■ WHAT IS BEING ASKED ■
Please render the lines below as a Markdown table with the columns Row and Line, numbering each row and skipping blank lines. Leave the pictures out of the table.
═════ MATERIAL SHOWN
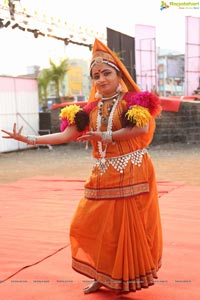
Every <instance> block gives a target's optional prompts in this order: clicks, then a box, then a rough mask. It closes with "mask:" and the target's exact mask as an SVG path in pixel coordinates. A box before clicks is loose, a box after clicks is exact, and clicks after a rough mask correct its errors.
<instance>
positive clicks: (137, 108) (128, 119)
mask: <svg viewBox="0 0 200 300" xmlns="http://www.w3.org/2000/svg"><path fill="white" fill-rule="evenodd" d="M126 117H127V119H128V120H129V121H131V122H136V124H135V125H136V126H137V127H144V126H145V125H147V124H148V123H149V120H150V119H151V114H150V112H149V111H148V109H147V108H145V107H142V106H140V105H134V106H132V107H131V108H130V109H129V110H128V111H127V113H126Z"/></svg>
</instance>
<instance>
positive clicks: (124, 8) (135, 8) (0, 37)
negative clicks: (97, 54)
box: [0, 0, 200, 75]
mask: <svg viewBox="0 0 200 300" xmlns="http://www.w3.org/2000/svg"><path fill="white" fill-rule="evenodd" d="M177 2H178V1H177ZM179 2H181V1H179ZM3 3H4V0H0V4H3ZM16 3H17V2H16ZM161 3H162V2H161V1H158V0H154V1H153V0H152V1H149V0H143V1H140V0H137V1H133V0H123V1H122V2H119V1H116V0H109V1H108V0H101V1H91V0H84V1H81V0H73V1H71V2H69V1H67V0H56V1H53V0H52V1H49V0H21V1H20V2H19V3H17V5H18V9H22V8H23V9H24V8H25V9H26V11H27V12H30V13H31V14H34V13H35V12H36V11H37V13H38V15H40V16H44V17H45V18H48V19H52V18H53V19H54V21H56V20H58V19H59V20H61V22H67V24H70V26H71V25H72V26H75V27H76V28H77V27H79V26H81V27H83V28H87V29H88V30H93V32H98V33H99V34H101V33H102V34H104V35H105V33H106V27H109V28H112V29H114V30H117V31H120V32H122V33H125V34H128V35H131V36H134V34H135V24H143V25H152V26H155V27H156V44H157V47H158V46H159V47H160V48H163V49H171V50H176V51H180V52H182V53H183V52H184V39H185V16H196V17H199V16H200V10H199V8H198V9H194V8H190V9H189V8H186V9H179V8H178V7H177V6H176V7H172V6H170V7H169V8H167V9H164V10H160V7H161ZM169 3H170V2H167V1H166V4H169ZM0 39H1V52H0V53H1V56H0V74H3V73H4V74H8V75H16V74H18V73H24V72H25V71H26V66H30V65H34V64H36V65H37V64H39V65H41V66H46V65H47V64H48V59H49V57H51V58H53V59H57V58H59V57H63V56H64V55H66V56H67V57H70V58H71V57H72V58H84V57H85V58H86V59H87V58H88V57H89V56H90V53H89V51H88V49H85V47H78V46H76V47H75V46H72V45H70V46H67V47H64V45H63V42H61V41H57V40H54V39H50V38H43V37H39V38H38V39H35V38H34V37H33V35H32V34H30V33H26V32H22V31H21V30H18V29H11V28H9V27H8V28H3V29H0Z"/></svg>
══════════
■ RESPONSE FOR THIS EXERCISE ■
| Row | Line |
|---|---|
| 1 | Every <instance> block gives a target's optional prompts in this order: clicks, then a box, then a rough mask. It closes with "mask:" and the target's exact mask as an SVG path in pixel coordinates. A box before clicks is loose, a box after clicks is exact, and clicks after a rough mask correct its errors. |
| 2 | <instance> |
| 3 | positive clicks: (137, 108) (128, 119) |
| 4 | mask: <svg viewBox="0 0 200 300" xmlns="http://www.w3.org/2000/svg"><path fill="white" fill-rule="evenodd" d="M126 117H127V119H128V120H129V121H131V122H136V124H135V125H136V126H137V127H144V126H145V125H147V124H148V123H149V120H150V119H151V114H150V112H149V111H148V109H147V108H145V107H142V106H140V105H134V106H132V107H131V108H130V109H129V110H128V111H127V113H126Z"/></svg> |
| 5 | </instance> |
| 6 | <instance> |
| 7 | positive clicks: (124, 8) (135, 8) (0, 37) |
| 8 | negative clicks: (97, 54) |
| 9 | box: [0, 0, 200, 75] |
| 10 | mask: <svg viewBox="0 0 200 300" xmlns="http://www.w3.org/2000/svg"><path fill="white" fill-rule="evenodd" d="M177 2H178V1H177ZM179 2H181V1H179ZM3 3H4V0H0V4H3ZM16 3H17V2H16ZM161 3H162V2H161V1H158V0H154V1H153V0H152V1H149V0H143V1H140V0H137V1H133V0H123V1H122V2H119V1H116V0H109V1H108V0H101V1H91V0H84V1H81V0H73V1H71V2H69V1H67V0H56V1H53V0H52V1H49V0H21V1H20V2H19V3H17V5H18V9H22V8H23V9H24V8H25V9H26V11H27V12H30V13H31V14H34V13H35V12H36V11H37V13H38V15H40V16H44V17H45V18H48V19H52V18H53V19H54V21H56V20H58V19H59V20H61V22H67V24H70V26H71V25H72V26H75V27H76V28H77V27H79V26H81V27H83V28H87V29H88V30H93V32H98V33H99V34H101V33H102V34H104V35H105V33H106V27H109V28H112V29H114V30H117V31H120V32H122V33H125V34H128V35H131V36H134V34H135V24H143V25H152V26H155V27H156V44H157V47H158V46H159V47H160V48H163V49H171V50H176V51H180V52H182V53H183V52H184V39H185V16H196V17H199V16H200V10H199V8H198V9H194V8H190V9H189V8H186V9H179V8H178V7H177V6H176V7H172V6H170V7H169V8H167V9H164V10H160V7H161ZM169 3H170V2H167V1H166V4H169ZM0 39H1V52H0V53H1V56H0V74H3V73H4V74H8V75H16V74H18V73H24V72H25V71H26V66H30V65H34V64H36V65H37V64H39V65H41V66H46V65H47V64H48V59H49V57H51V58H53V59H57V58H59V57H63V56H64V55H66V56H67V57H70V58H71V57H72V58H84V57H85V58H86V59H87V58H88V57H89V56H90V53H89V51H88V49H85V47H78V46H76V47H75V46H72V45H70V46H67V47H64V45H63V42H61V41H57V40H54V39H50V38H43V37H39V38H38V39H35V38H34V37H33V35H32V34H30V33H26V32H22V31H21V30H18V29H11V28H9V27H8V28H3V29H0Z"/></svg> |